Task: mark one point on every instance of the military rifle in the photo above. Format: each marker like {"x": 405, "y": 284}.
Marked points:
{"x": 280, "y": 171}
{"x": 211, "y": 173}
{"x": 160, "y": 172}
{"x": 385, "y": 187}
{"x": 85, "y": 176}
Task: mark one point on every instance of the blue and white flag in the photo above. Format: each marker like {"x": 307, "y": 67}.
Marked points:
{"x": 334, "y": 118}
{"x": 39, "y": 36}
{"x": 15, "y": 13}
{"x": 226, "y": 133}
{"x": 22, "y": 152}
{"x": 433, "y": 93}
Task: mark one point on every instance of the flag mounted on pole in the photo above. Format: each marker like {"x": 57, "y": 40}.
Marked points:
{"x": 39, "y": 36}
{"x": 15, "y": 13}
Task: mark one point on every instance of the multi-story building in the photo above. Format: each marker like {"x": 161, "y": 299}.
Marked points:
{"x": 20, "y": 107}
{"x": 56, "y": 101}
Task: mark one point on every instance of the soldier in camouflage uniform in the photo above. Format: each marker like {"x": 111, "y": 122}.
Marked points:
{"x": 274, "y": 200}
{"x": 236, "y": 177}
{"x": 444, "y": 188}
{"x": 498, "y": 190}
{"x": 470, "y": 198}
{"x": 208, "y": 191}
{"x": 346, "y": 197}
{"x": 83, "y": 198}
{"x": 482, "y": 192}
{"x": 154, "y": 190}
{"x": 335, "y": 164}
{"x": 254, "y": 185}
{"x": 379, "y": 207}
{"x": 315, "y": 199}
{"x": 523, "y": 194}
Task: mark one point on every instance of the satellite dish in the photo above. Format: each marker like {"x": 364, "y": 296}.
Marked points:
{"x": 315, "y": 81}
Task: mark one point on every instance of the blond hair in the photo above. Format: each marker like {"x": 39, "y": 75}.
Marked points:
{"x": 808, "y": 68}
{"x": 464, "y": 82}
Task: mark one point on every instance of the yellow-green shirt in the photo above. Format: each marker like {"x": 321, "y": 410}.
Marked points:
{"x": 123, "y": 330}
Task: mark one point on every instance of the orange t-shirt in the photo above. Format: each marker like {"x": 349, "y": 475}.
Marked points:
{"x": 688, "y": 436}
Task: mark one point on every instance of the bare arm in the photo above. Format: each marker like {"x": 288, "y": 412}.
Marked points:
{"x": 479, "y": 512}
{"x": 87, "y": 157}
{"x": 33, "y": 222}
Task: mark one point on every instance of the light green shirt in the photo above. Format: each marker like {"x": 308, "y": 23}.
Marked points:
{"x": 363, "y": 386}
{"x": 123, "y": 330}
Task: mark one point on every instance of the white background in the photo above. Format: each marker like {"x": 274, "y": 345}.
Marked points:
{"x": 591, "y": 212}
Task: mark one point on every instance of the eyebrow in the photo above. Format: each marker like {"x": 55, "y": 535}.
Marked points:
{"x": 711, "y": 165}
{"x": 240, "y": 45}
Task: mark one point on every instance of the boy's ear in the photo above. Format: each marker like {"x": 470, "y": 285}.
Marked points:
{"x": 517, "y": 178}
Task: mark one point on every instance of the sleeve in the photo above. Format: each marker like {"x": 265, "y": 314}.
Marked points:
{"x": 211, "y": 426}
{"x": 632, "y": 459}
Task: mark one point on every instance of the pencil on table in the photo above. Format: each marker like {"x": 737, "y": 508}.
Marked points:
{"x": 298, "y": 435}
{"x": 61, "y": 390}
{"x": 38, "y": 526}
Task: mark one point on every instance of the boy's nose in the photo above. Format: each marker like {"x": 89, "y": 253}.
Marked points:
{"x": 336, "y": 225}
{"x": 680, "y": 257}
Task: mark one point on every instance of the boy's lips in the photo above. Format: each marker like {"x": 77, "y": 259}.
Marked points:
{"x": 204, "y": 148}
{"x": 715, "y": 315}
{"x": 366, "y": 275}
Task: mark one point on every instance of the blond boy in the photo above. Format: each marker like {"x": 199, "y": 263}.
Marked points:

+ + + +

_Work request_
Print the listing above in its entirety, with every line exact.

_Reply_
Task: mark one point on every instance of the military rifle in the photo above. Format: each marker like {"x": 405, "y": 284}.
Marked points:
{"x": 280, "y": 171}
{"x": 211, "y": 173}
{"x": 160, "y": 172}
{"x": 385, "y": 187}
{"x": 85, "y": 176}
Task: mark one point on every instance of the blue and white flag in the photo above. Format: each marker like {"x": 307, "y": 67}.
Marked points:
{"x": 334, "y": 118}
{"x": 39, "y": 36}
{"x": 15, "y": 13}
{"x": 226, "y": 133}
{"x": 22, "y": 152}
{"x": 433, "y": 93}
Task: mark one point on every instance of the flag mounted on pole in the photo above. Format: each marker like {"x": 57, "y": 40}.
Marked points:
{"x": 39, "y": 36}
{"x": 15, "y": 13}
Task: mark one point on every instance of the multi-story building in the photo above. Format: each marker like {"x": 161, "y": 299}.
Marked points:
{"x": 20, "y": 107}
{"x": 56, "y": 101}
Task: mark one point on every instance of the soldier in camouflage uniform in the photo above. Format: each marker like {"x": 111, "y": 122}.
Marked points:
{"x": 274, "y": 200}
{"x": 236, "y": 177}
{"x": 444, "y": 188}
{"x": 498, "y": 190}
{"x": 470, "y": 198}
{"x": 208, "y": 191}
{"x": 346, "y": 197}
{"x": 83, "y": 198}
{"x": 482, "y": 192}
{"x": 154, "y": 190}
{"x": 335, "y": 164}
{"x": 254, "y": 185}
{"x": 379, "y": 207}
{"x": 315, "y": 199}
{"x": 523, "y": 194}
Task: mark one point on every instance of the satellite dish in the photo above. Format: each marker like {"x": 364, "y": 296}.
Marked points:
{"x": 315, "y": 81}
Task: mark one point on every instance of the blond hair in the photo above. Format: each marker like {"x": 39, "y": 75}.
Marked points:
{"x": 808, "y": 68}
{"x": 464, "y": 82}
Task: mark one point on every instance of the yellow-green shirt in the photo above. Format: each marker like {"x": 321, "y": 410}.
Marked points:
{"x": 123, "y": 330}
Task: mark one point on every instance of the orange t-shirt in the photo above. Format: each marker like {"x": 349, "y": 475}.
Marked points:
{"x": 688, "y": 436}
Task: mark one point on every instance of the bare arm in the photo above. Format: each marker like {"x": 288, "y": 412}.
Marked points:
{"x": 479, "y": 512}
{"x": 87, "y": 157}
{"x": 33, "y": 222}
Task: mark one point on every instance of the light green shirt in the photo above. Format: each marker like {"x": 308, "y": 23}.
Marked points:
{"x": 363, "y": 386}
{"x": 123, "y": 330}
Task: mark one point on every instance of the white background in the photo above. Format: each marker like {"x": 274, "y": 345}.
Marked points:
{"x": 591, "y": 212}
Task: mark one point on every instance of the eyebrow in the photo above. Format: each marker like {"x": 55, "y": 535}.
Marked points:
{"x": 711, "y": 165}
{"x": 240, "y": 45}
Task: mark one point on every instance of the boy's ear in the photo above. Format: each marker like {"x": 470, "y": 285}.
Marked points:
{"x": 517, "y": 178}
Task: mark one point on every instance of the sleeve in the photo above. Format: each marker like {"x": 265, "y": 314}.
Marked points:
{"x": 211, "y": 426}
{"x": 632, "y": 459}
Task: mark one point on every instance of the pencil on table in the photo above. Format: each marker like {"x": 737, "y": 508}.
Marked points:
{"x": 298, "y": 435}
{"x": 61, "y": 390}
{"x": 38, "y": 526}
Task: mark one point on every instance of the boy's nose in the photo above. Format: each marker like {"x": 89, "y": 253}.
Marked points:
{"x": 336, "y": 225}
{"x": 680, "y": 257}
Task: mark one point on every instance of the boy's lips in the photo above. Format: each marker like {"x": 77, "y": 259}.
Marked points:
{"x": 204, "y": 148}
{"x": 715, "y": 315}
{"x": 366, "y": 275}
Task: mark one point on every instance of the blond boy in the photo above. Format: each marker like {"x": 199, "y": 263}.
Marked points:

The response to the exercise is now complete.